## EXERCISE DIRECTIONS
Gather every line in the records below that contains the string "tree" and copy each one out in full. Case counts.

-- begin --

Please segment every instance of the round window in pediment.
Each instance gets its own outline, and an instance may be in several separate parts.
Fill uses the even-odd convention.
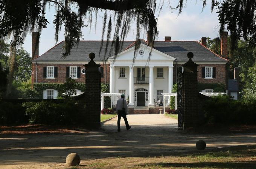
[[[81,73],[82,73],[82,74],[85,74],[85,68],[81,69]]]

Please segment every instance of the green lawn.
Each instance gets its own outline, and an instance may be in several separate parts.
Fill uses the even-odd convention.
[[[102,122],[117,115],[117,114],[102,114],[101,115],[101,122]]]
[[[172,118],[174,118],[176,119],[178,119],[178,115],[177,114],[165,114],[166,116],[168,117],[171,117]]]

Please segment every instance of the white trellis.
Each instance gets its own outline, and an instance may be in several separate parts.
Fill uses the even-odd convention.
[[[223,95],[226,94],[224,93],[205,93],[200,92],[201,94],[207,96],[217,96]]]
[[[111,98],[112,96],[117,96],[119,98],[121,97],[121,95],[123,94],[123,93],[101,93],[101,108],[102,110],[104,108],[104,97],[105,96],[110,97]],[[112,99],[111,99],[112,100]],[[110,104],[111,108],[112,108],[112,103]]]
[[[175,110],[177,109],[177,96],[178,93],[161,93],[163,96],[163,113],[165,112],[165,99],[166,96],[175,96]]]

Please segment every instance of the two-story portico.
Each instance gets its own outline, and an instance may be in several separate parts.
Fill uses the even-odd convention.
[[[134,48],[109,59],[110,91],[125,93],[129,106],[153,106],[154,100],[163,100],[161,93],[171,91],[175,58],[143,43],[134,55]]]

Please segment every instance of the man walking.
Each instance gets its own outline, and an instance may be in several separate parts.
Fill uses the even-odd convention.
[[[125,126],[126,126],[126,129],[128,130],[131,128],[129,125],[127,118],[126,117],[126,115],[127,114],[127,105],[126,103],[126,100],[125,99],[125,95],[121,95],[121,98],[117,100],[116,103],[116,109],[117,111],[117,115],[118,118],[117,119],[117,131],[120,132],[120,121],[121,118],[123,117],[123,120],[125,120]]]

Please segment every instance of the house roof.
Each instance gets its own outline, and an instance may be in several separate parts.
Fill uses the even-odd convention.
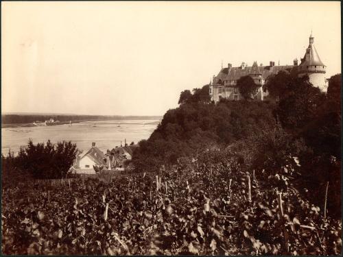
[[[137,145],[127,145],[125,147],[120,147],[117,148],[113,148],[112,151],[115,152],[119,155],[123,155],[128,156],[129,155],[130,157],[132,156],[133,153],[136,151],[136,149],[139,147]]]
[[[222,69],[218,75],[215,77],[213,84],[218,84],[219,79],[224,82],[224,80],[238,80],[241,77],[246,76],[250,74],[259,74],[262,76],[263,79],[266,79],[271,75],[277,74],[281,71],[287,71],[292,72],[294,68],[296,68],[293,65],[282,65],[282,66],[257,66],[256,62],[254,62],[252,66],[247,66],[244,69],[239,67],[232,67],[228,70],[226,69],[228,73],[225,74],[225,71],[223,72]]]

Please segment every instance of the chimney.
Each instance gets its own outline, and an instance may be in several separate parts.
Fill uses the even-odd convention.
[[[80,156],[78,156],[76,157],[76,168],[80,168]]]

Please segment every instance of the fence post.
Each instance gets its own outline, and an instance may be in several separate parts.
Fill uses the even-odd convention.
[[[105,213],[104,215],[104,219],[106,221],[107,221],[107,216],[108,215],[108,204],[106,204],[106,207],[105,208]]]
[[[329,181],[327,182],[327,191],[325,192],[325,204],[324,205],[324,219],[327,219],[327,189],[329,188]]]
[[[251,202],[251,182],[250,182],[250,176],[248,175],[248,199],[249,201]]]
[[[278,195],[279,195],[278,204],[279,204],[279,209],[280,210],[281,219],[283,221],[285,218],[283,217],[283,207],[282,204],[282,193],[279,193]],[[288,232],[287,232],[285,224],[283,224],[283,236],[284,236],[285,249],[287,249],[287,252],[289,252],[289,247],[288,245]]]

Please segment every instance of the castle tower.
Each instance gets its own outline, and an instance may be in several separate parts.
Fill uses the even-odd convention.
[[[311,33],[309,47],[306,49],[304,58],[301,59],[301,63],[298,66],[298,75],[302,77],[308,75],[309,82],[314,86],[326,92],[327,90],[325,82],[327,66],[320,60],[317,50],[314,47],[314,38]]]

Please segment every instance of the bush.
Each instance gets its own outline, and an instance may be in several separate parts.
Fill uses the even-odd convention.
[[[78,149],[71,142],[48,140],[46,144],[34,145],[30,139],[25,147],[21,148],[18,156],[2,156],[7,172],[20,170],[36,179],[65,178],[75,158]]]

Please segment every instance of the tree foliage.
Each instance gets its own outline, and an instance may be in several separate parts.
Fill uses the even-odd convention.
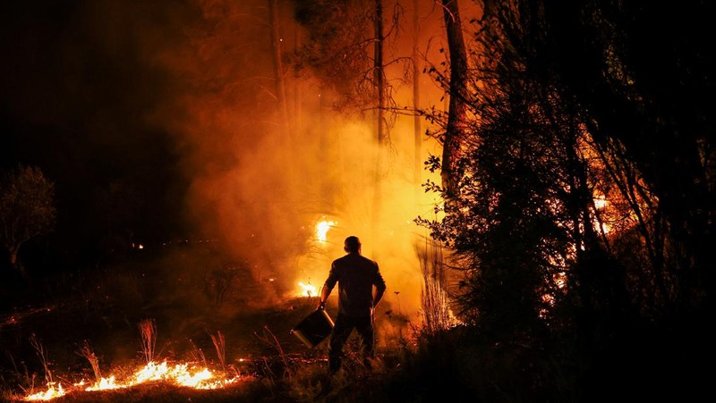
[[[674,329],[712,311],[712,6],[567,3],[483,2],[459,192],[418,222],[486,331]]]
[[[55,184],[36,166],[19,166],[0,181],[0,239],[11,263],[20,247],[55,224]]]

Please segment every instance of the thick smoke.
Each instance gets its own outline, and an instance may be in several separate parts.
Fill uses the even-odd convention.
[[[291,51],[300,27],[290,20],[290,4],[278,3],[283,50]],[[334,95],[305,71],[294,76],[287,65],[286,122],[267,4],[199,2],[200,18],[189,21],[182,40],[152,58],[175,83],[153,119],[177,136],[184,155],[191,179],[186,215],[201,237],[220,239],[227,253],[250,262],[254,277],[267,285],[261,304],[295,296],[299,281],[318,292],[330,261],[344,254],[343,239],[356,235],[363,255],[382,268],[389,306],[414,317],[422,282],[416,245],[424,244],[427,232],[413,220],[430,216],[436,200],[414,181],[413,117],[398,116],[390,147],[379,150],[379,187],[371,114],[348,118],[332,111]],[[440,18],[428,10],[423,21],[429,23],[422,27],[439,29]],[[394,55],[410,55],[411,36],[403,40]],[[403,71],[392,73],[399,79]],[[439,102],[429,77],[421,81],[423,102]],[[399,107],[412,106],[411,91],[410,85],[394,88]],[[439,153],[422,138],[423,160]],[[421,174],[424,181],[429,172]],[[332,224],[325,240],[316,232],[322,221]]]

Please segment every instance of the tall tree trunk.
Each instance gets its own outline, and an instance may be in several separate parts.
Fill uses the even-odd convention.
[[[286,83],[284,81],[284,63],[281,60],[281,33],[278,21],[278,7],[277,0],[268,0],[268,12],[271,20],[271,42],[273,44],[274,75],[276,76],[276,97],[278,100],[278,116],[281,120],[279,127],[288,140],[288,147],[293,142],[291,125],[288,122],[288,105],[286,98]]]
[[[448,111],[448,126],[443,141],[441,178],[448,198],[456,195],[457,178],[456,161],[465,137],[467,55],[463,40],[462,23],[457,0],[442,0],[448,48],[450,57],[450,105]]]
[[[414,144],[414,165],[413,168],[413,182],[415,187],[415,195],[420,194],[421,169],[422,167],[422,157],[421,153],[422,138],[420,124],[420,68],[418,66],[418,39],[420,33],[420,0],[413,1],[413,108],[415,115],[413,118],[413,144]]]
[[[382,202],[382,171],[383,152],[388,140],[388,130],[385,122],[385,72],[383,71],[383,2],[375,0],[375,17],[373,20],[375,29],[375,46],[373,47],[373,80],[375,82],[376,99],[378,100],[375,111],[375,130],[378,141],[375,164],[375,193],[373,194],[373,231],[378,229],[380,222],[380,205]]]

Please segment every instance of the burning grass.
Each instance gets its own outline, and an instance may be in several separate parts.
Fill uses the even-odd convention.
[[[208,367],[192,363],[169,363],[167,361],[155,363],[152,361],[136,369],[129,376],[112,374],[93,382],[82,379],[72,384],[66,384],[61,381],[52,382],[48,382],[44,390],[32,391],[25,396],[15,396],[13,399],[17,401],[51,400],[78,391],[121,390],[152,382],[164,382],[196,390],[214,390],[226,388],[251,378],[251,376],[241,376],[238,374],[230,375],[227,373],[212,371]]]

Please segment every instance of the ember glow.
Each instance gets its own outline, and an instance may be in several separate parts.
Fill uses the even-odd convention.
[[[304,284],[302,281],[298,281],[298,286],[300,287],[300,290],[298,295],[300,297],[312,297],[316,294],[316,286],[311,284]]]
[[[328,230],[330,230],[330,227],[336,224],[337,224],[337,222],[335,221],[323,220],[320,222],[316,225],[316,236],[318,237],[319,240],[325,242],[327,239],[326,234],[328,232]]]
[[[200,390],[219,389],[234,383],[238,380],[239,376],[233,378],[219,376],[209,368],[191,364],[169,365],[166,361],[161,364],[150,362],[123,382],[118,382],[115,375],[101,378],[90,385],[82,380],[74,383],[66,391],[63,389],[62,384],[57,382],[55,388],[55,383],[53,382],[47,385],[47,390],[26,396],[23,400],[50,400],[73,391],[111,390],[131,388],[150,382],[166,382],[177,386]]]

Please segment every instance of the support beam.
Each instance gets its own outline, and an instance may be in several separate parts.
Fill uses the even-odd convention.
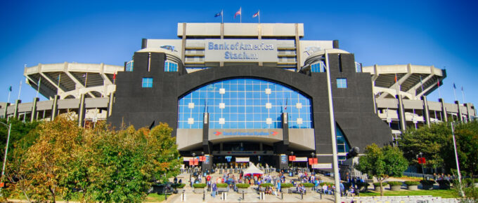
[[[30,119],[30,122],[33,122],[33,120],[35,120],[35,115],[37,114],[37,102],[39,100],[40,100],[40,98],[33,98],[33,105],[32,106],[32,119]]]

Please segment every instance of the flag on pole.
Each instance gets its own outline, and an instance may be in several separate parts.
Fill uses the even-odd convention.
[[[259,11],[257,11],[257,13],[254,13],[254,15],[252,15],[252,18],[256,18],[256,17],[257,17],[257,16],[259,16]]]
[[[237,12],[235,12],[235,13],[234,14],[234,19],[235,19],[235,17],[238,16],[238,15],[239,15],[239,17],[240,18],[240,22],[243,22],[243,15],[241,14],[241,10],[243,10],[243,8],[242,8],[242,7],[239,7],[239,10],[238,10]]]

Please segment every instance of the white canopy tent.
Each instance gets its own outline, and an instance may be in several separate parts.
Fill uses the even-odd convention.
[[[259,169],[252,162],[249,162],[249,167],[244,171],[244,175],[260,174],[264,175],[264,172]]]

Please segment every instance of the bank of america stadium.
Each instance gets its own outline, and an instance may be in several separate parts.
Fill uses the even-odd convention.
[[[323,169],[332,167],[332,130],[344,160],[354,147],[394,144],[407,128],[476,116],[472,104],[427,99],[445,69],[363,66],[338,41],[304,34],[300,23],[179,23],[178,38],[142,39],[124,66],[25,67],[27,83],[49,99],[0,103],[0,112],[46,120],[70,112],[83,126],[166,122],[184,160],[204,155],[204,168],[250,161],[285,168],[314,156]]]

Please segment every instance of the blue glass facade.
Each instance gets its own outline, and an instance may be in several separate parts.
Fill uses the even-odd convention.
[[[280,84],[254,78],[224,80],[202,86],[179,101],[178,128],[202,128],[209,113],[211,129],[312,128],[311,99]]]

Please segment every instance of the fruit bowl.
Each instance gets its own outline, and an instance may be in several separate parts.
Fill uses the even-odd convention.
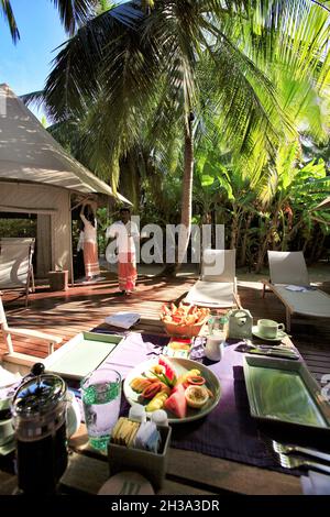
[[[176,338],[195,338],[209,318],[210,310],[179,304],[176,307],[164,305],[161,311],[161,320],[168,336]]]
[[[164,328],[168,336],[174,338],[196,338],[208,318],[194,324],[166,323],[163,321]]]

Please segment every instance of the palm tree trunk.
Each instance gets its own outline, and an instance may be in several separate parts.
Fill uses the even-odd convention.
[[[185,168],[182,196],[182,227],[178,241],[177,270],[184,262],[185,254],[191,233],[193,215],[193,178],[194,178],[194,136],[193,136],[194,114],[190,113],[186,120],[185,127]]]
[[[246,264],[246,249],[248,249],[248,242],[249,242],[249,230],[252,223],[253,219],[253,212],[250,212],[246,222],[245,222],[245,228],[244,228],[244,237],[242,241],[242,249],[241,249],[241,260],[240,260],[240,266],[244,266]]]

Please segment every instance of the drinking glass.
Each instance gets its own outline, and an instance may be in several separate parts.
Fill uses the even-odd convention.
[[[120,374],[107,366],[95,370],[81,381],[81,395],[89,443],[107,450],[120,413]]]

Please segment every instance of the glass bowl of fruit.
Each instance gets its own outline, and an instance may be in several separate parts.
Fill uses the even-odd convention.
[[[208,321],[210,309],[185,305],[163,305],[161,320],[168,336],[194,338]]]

-- end --

## THE RESPONSE
Please segment every instance of the tree foliage.
Please segment every instance of the tall tree trunk.
Please segment every instance of the palm tree trunk.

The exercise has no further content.